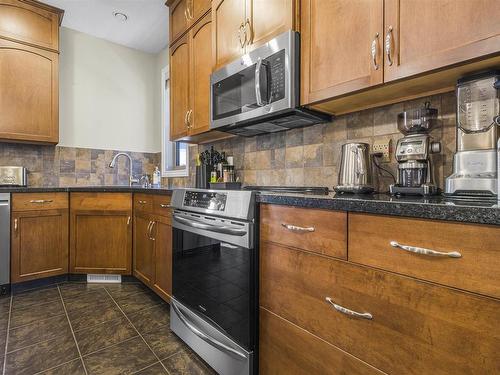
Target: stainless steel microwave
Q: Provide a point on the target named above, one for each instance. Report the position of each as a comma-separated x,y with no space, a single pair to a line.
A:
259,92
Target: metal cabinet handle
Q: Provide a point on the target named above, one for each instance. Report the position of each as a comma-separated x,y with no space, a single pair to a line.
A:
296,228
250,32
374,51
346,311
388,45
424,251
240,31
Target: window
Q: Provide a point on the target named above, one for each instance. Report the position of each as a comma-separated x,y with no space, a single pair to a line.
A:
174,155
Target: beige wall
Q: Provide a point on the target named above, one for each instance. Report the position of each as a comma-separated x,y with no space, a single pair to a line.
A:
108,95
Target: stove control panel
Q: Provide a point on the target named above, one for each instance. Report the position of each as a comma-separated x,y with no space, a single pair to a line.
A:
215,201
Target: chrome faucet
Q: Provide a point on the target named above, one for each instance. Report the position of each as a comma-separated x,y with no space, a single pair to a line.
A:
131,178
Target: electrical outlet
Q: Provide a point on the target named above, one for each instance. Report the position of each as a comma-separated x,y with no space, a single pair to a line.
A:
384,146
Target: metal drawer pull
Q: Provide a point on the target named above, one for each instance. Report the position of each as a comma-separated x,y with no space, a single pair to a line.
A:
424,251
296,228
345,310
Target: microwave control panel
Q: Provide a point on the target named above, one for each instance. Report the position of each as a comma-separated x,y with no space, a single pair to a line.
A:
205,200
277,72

==

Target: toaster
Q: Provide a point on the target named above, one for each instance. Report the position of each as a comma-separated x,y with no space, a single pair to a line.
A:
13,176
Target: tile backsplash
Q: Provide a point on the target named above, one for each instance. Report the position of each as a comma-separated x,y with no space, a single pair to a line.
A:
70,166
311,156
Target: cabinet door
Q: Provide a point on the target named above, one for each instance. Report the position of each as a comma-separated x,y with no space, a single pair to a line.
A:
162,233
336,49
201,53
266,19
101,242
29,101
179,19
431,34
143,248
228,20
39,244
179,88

--

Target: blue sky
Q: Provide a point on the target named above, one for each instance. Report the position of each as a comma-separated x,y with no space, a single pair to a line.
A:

WHAT TO DO => Find each line in the listing above that contains the word "metal" and copy those lines unchanged.

COMPLETED EXERCISE =>
Target: metal cabinet handle
Target: metal drawer pull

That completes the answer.